Give back exactly the stretch of data below from the line holding "column 424, row 136" through the line holding "Query: red firefighting jacket", both ends included, and leave the remaining lines out.

# [GIVEN RECORDS]
#####

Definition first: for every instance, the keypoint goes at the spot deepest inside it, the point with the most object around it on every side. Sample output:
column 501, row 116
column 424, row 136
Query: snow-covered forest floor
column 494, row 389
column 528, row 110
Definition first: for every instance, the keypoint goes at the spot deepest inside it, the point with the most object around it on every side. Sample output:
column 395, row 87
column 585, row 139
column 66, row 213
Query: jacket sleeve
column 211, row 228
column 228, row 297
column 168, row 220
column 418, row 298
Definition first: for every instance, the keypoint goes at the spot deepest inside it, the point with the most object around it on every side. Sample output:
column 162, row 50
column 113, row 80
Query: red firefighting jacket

#####

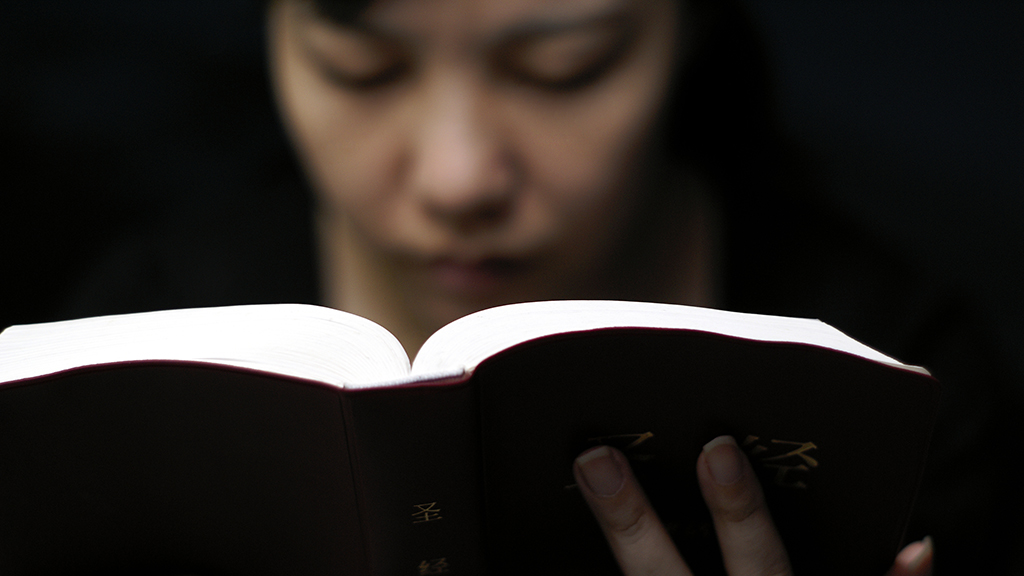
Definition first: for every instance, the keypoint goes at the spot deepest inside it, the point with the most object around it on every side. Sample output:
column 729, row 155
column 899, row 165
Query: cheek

#####

# [SOLVED PROBLEM]
column 424, row 136
Query: snow-covered forest floor
column 494, row 389
column 528, row 110
Definition first: for every instance, the keypoint goes at the spot deepest inside it, the point with the most object around it on every side. Sample output:
column 395, row 87
column 585, row 139
column 66, row 213
Query: jacket sleeve
column 211, row 228
column 228, row 297
column 168, row 220
column 418, row 298
Definition first: for every instance, the keypoint goes at the spot deepest inside it, the point with the most object around it on every side. Sample output:
column 162, row 50
column 113, row 80
Query: red firefighting jacket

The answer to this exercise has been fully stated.